What is required
Reproduce verbatim everything in the data below, from the line containing "A single point marks each instance of the lemon pulp" down to the end of the data, both ends included. Omit the pictures from your output.

+ + + + + + +

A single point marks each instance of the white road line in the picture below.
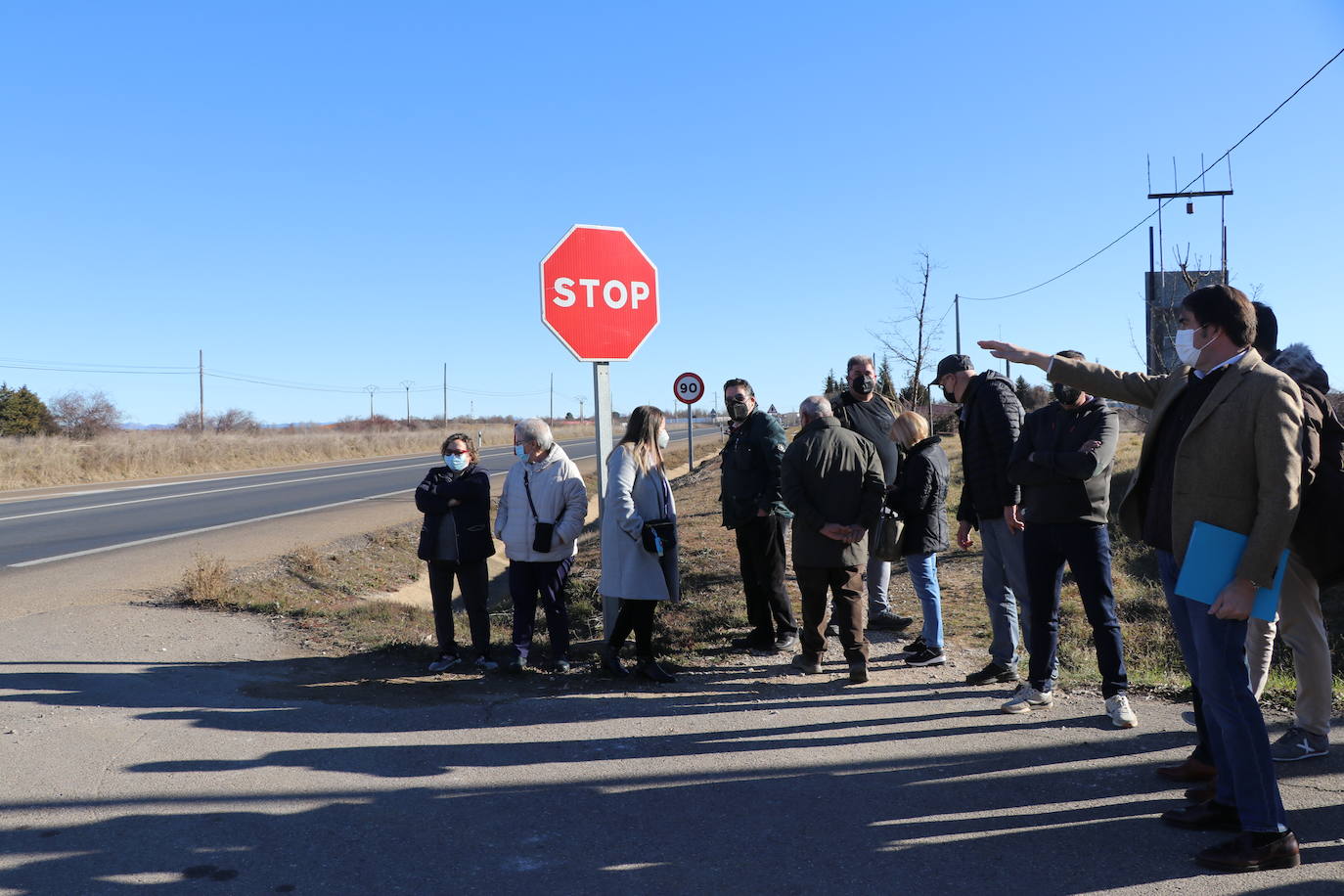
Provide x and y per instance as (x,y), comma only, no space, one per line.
(208,528)
(193,495)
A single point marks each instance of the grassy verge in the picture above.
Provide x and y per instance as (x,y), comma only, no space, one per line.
(53,461)
(319,593)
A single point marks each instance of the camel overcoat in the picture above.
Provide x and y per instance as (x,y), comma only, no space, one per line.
(1238,467)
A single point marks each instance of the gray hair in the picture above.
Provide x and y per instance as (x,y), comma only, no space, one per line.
(858,360)
(816,407)
(534,428)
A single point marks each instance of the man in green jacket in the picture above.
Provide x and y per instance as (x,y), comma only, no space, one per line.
(754,511)
(1222,449)
(830,478)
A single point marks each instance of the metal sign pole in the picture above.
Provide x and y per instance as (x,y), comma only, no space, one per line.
(690,438)
(603,425)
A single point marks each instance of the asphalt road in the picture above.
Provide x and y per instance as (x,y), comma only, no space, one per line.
(74,524)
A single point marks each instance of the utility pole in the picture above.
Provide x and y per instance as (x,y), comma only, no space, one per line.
(201,414)
(408,385)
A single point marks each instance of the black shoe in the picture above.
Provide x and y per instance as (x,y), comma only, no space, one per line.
(1210,816)
(1242,853)
(611,662)
(888,621)
(653,672)
(926,657)
(992,673)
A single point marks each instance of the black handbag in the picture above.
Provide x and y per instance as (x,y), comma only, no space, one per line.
(545,532)
(887,540)
(658,536)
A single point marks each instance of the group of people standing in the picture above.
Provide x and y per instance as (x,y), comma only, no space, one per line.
(542,510)
(1224,448)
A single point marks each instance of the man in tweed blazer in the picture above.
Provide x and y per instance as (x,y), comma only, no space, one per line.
(1222,448)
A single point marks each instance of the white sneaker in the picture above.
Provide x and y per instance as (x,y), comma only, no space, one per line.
(1120,712)
(1027,698)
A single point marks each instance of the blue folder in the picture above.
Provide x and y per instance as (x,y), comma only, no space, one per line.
(1211,564)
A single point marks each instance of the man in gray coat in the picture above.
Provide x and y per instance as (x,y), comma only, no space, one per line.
(832,481)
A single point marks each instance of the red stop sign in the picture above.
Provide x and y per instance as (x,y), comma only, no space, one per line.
(600,293)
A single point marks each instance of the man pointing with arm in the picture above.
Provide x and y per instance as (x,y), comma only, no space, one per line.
(1222,449)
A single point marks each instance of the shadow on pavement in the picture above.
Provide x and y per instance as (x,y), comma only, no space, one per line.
(766,799)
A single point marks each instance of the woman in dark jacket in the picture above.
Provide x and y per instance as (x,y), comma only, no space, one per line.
(919,497)
(455,542)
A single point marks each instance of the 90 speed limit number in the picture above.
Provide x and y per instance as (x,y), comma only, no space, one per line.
(689,388)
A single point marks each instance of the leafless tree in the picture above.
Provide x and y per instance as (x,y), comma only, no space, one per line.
(913,336)
(83,417)
(234,421)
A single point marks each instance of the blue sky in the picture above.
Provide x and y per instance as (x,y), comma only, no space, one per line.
(349,194)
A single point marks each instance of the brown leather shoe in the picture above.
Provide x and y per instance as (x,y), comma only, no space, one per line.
(1203,817)
(1202,794)
(1188,771)
(1240,853)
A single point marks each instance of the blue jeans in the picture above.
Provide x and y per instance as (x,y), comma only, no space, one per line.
(1236,737)
(1086,548)
(1005,578)
(877,572)
(1168,571)
(923,575)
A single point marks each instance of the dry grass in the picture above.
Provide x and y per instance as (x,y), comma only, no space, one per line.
(317,591)
(135,454)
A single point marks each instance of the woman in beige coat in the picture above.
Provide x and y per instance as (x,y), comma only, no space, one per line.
(639,540)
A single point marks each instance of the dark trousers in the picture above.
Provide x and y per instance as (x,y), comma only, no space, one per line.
(1086,548)
(527,580)
(471,579)
(845,586)
(637,617)
(761,555)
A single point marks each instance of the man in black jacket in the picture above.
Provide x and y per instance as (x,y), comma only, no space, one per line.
(870,414)
(1063,464)
(989,421)
(755,514)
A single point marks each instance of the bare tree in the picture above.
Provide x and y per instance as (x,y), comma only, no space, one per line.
(83,417)
(913,336)
(234,421)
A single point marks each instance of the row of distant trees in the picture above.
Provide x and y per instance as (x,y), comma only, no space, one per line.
(81,416)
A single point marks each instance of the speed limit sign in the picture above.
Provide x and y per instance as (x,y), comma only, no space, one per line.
(689,388)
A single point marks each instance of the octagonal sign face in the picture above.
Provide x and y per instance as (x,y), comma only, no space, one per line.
(600,293)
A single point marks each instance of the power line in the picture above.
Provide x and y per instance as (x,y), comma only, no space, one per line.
(1163,204)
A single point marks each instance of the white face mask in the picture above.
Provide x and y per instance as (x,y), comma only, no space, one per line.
(1186,351)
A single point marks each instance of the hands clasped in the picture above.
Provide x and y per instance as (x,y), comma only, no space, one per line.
(847,533)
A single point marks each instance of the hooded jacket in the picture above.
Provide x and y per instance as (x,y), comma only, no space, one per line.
(989,422)
(750,464)
(558,496)
(1316,532)
(1059,482)
(830,474)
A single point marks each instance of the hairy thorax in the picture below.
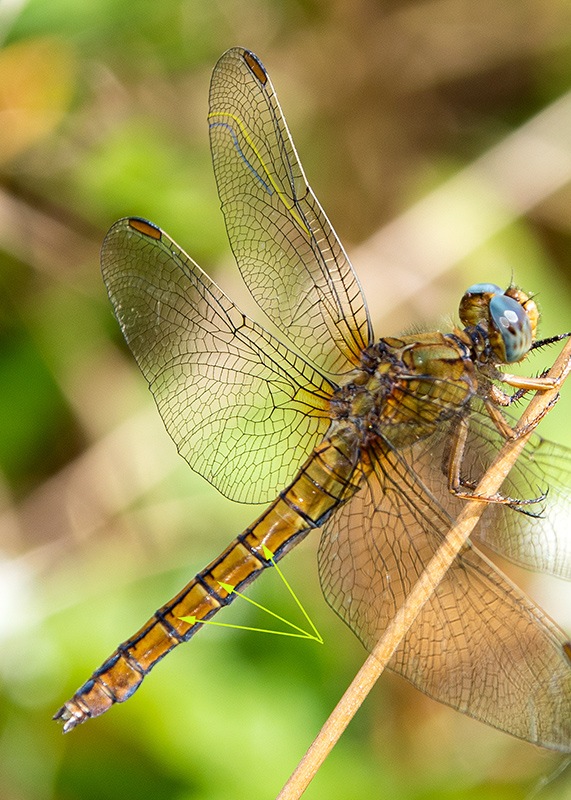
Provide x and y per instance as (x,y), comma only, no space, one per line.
(406,387)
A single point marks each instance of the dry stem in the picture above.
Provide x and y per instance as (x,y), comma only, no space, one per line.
(367,676)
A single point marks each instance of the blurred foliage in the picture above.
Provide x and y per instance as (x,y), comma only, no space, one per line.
(102,114)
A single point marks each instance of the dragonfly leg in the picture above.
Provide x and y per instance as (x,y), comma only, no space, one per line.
(460,487)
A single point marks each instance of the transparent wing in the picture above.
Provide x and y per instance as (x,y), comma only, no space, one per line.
(479,644)
(539,539)
(241,408)
(286,249)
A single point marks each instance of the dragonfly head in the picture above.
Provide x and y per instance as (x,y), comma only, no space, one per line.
(508,318)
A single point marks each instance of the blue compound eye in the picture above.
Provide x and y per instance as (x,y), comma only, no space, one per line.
(513,326)
(484,288)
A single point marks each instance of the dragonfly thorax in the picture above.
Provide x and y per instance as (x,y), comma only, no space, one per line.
(407,386)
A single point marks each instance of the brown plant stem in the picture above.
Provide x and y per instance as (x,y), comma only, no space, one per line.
(457,536)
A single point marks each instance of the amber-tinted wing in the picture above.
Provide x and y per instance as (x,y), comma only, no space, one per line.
(286,249)
(540,538)
(241,408)
(479,645)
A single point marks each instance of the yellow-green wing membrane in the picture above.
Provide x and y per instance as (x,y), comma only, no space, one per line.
(241,408)
(479,644)
(288,253)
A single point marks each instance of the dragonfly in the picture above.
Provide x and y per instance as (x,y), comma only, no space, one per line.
(377,443)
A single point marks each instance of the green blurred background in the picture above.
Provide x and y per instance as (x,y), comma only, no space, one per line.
(437,136)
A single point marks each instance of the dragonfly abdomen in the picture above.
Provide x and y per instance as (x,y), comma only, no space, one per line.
(329,476)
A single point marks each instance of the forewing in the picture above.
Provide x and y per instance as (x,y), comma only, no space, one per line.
(286,249)
(241,408)
(479,644)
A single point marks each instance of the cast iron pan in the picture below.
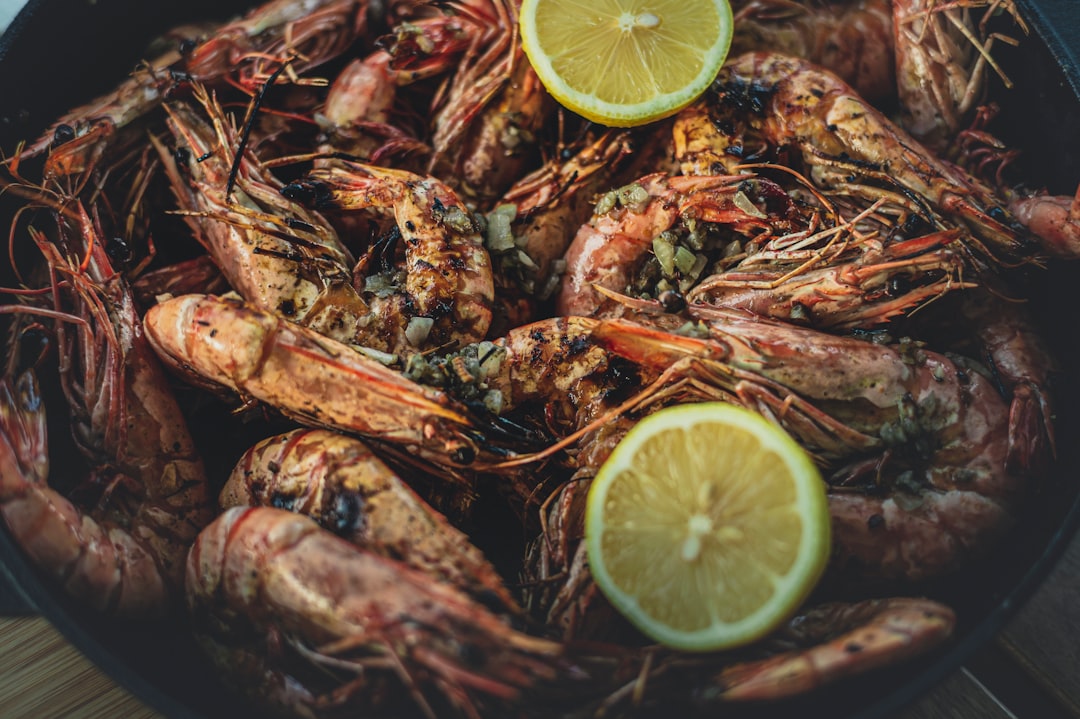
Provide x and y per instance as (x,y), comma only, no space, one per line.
(57,54)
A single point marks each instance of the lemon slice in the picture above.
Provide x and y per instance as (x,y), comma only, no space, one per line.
(625,63)
(707,526)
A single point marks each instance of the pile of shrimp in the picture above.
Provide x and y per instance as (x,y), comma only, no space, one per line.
(364,241)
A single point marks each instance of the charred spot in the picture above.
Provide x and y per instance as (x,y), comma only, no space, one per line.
(577,344)
(672,301)
(899,285)
(280,501)
(744,96)
(179,77)
(915,226)
(463,455)
(64,133)
(346,515)
(294,224)
(622,379)
(119,251)
(309,192)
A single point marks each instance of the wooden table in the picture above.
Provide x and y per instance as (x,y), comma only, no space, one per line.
(1031,670)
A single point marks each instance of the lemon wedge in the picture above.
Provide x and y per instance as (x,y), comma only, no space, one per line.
(625,63)
(707,526)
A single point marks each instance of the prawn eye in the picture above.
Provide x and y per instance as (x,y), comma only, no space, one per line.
(308,192)
(347,515)
(64,133)
(672,301)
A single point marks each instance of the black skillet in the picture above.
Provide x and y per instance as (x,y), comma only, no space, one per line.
(58,53)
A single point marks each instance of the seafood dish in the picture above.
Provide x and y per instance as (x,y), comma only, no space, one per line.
(321,321)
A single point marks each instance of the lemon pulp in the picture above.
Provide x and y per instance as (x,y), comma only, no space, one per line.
(625,62)
(707,526)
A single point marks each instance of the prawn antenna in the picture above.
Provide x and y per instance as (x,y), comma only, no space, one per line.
(250,122)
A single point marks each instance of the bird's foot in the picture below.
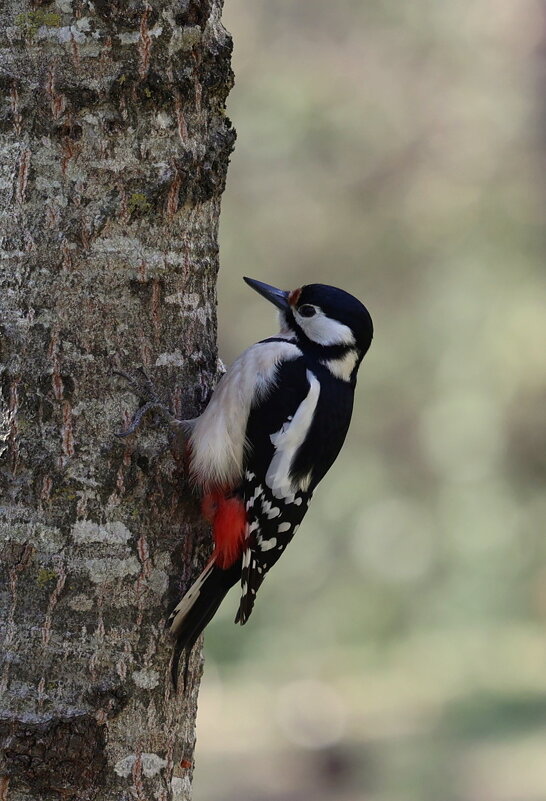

+ + + + + + +

Full output
A single point marks each instance of the lemon pulp in the picture above.
Provide x and y per instance as (x,y), comma only, no space, one per line.
(625,62)
(707,526)
A single point marks each instance of the prawn antenna in the picture above.
Provide x and y per instance as (x,y), comma only, no space, one per line.
(250,122)
A single point marks each instance of the bird's foot in the picture below.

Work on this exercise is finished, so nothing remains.